* [INSTRUCTIONS FOR THE TASK] Copy every entry exactly as it stands, though any image it holds should stay out of the copy.

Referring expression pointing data
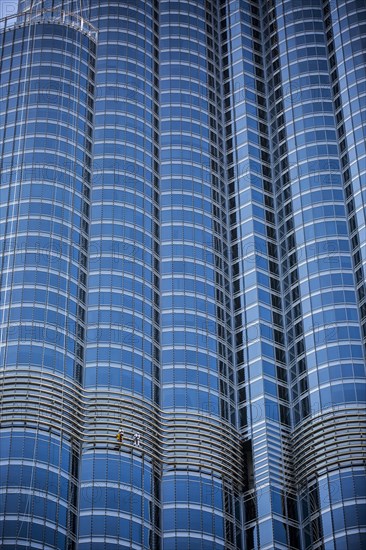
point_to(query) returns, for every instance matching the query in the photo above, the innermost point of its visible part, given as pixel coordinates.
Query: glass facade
(183, 305)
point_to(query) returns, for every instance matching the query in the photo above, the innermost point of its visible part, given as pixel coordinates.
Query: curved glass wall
(200, 445)
(117, 504)
(326, 355)
(203, 290)
(45, 156)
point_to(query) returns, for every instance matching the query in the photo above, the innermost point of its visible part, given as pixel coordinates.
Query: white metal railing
(55, 15)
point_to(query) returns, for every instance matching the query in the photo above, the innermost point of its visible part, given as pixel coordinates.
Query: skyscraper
(183, 304)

* [FINAL ANSWER]
point_to(query) returns, for every instance matching the query in the photo above, the innermost point of its visible part, given as pixel coordinates.
Query: glass facade
(183, 305)
point_to(query) returns, for every instance matching the query in the photo above, the innermost point of its visible part, given as pixel coordinates.
Query: curved glass wall
(200, 445)
(117, 504)
(326, 355)
(203, 290)
(45, 156)
point_to(query) returns, for every instance matching the query in the photo above, the innermost point of its visible part, given as pixel coordinates.
Query: white metal railing
(55, 15)
point_to(query) returns, for every instance matching the query in the photo above, the innermost point of its visible part, given as pixel coordinates.
Query: skyscraper
(183, 304)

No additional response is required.